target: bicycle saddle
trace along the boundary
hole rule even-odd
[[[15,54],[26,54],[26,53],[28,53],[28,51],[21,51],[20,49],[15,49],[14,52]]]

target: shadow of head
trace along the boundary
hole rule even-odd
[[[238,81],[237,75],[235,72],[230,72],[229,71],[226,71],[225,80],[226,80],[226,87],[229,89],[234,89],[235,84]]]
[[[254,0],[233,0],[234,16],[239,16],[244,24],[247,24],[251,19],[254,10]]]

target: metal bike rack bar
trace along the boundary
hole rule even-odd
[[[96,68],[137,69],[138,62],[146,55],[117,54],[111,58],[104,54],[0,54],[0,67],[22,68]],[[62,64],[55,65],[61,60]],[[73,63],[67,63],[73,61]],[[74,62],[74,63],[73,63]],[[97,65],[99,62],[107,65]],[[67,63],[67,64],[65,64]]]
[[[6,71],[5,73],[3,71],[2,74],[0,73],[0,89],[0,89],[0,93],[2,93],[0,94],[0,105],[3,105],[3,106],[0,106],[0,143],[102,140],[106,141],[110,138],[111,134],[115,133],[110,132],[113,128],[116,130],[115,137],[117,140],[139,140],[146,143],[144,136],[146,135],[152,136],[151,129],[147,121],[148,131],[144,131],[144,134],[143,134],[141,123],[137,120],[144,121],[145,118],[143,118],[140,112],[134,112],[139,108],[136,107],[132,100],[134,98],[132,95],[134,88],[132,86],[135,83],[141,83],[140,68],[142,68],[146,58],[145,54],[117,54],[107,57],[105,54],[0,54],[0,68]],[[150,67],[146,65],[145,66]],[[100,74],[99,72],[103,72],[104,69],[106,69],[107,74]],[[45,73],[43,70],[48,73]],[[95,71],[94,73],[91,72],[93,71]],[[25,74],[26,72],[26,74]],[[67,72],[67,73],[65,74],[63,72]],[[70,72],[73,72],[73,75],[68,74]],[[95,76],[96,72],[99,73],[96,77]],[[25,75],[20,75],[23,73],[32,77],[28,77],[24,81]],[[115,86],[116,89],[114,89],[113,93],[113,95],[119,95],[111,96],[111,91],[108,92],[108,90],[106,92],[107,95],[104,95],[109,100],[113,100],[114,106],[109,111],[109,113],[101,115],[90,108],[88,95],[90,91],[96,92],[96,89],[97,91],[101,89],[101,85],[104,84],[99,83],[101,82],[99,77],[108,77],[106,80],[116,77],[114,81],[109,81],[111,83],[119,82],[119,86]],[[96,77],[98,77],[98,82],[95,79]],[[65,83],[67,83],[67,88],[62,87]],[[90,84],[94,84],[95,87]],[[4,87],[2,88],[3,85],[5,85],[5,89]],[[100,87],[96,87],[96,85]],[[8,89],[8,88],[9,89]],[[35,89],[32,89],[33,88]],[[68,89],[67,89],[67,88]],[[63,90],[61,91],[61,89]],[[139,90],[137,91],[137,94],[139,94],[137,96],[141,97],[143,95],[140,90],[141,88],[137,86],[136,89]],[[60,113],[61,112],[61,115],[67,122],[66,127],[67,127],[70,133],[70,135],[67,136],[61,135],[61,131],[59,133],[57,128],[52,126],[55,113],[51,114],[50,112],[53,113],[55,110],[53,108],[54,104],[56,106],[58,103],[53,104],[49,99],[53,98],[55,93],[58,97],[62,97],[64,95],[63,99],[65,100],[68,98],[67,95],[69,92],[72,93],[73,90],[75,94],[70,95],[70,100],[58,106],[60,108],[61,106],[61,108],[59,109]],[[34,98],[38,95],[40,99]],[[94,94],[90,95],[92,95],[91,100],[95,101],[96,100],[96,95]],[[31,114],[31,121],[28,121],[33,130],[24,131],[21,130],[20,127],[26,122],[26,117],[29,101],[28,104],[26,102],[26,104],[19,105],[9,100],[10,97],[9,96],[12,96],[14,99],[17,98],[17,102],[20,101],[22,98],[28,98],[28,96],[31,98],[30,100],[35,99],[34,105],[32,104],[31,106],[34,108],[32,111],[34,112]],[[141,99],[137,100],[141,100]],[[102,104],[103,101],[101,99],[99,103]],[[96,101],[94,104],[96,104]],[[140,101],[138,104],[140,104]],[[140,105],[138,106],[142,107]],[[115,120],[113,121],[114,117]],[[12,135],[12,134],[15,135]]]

════════

Reproduce the full listing exactly.

target: bicycle saddle
trace along the boundary
hole rule even-odd
[[[15,54],[26,54],[26,53],[28,53],[28,51],[21,51],[20,49],[15,49],[14,52]]]

target: shadow of head
trace along the boundary
hole rule even-odd
[[[238,81],[237,75],[235,72],[230,72],[229,71],[226,71],[225,80],[226,80],[226,87],[229,89],[234,89],[235,84]]]
[[[254,0],[233,0],[234,16],[239,16],[244,24],[247,24],[251,19],[254,10]]]

target: metal bike rack bar
trace along the boundary
hole rule even-odd
[[[96,68],[137,69],[138,62],[146,55],[117,54],[111,58],[104,54],[0,54],[0,67],[22,68]],[[62,64],[55,65],[61,60]],[[73,63],[67,63],[73,61]],[[74,62],[74,63],[73,63]],[[97,65],[99,62],[107,65]],[[67,63],[67,64],[65,64]]]
[[[6,71],[5,73],[3,71],[2,74],[0,73],[0,89],[0,89],[0,93],[2,93],[0,94],[0,105],[3,105],[3,106],[0,106],[0,143],[102,140],[106,141],[110,138],[111,134],[115,133],[110,132],[113,128],[116,130],[115,137],[117,140],[139,140],[146,143],[144,136],[146,135],[152,136],[151,129],[147,121],[148,131],[144,131],[144,134],[143,134],[141,123],[137,120],[144,121],[145,118],[143,118],[140,112],[134,112],[139,108],[136,107],[132,100],[134,98],[132,95],[134,88],[132,86],[135,83],[141,83],[140,68],[142,68],[146,58],[145,54],[117,54],[107,57],[105,54],[0,54],[0,68]],[[150,67],[146,65],[145,66]],[[100,74],[99,72],[103,72],[104,69],[106,69],[107,74]],[[45,73],[43,70],[48,73]],[[95,71],[94,73],[91,72],[93,71]],[[25,74],[26,72],[26,74]],[[67,72],[67,73],[65,74],[63,72]],[[70,72],[73,72],[73,75],[68,74]],[[95,76],[96,72],[99,73],[96,77]],[[25,75],[20,75],[23,73],[32,77],[28,77],[24,81]],[[115,86],[116,89],[114,89],[113,93],[113,95],[119,95],[111,96],[111,91],[108,92],[108,90],[106,92],[107,95],[104,95],[109,100],[113,100],[114,106],[109,111],[109,113],[101,115],[90,108],[88,95],[90,91],[96,92],[96,89],[97,91],[101,89],[101,85],[104,84],[99,83],[101,82],[99,77],[108,77],[106,80],[116,77],[114,81],[109,81],[111,83],[119,82],[119,86]],[[96,77],[98,77],[98,82],[95,79]],[[65,83],[67,83],[67,88],[62,87]],[[90,84],[94,84],[95,87]],[[4,87],[2,88],[3,85],[5,85],[5,89]],[[100,87],[96,87],[96,85]],[[8,89],[8,88],[9,89]],[[35,89],[32,89],[33,88]],[[68,89],[67,89],[67,88]],[[63,90],[61,91],[61,89]],[[139,90],[137,91],[137,94],[139,94],[137,96],[141,97],[143,95],[140,90],[141,88],[137,86],[136,89]],[[60,113],[61,112],[61,115],[67,122],[66,127],[67,127],[70,133],[70,135],[67,136],[61,135],[61,131],[59,133],[57,128],[52,126],[55,113],[51,114],[50,112],[53,113],[55,110],[53,108],[54,104],[56,106],[58,103],[53,104],[49,99],[53,98],[55,93],[58,97],[62,97],[64,95],[63,99],[65,100],[68,98],[67,95],[69,92],[72,93],[73,90],[75,94],[70,95],[70,100],[58,106],[60,108],[61,106],[61,108],[59,109]],[[34,98],[38,95],[40,99]],[[94,94],[90,95],[92,95],[91,100],[95,101],[96,100],[96,95]],[[31,114],[31,121],[28,121],[33,130],[24,131],[21,130],[20,127],[26,122],[26,117],[29,101],[28,104],[26,102],[26,104],[19,105],[9,100],[10,97],[9,96],[12,96],[14,99],[17,98],[17,102],[20,101],[22,98],[28,98],[28,96],[31,98],[30,100],[35,99],[34,105],[32,104],[31,106],[34,108],[32,111],[34,112]],[[141,99],[137,100],[141,100]],[[102,104],[103,101],[101,99],[99,103]],[[96,101],[94,104],[96,104]],[[140,101],[138,104],[140,104]],[[140,105],[138,106],[142,107]],[[115,120],[113,121],[114,117]],[[12,135],[12,134],[15,135]]]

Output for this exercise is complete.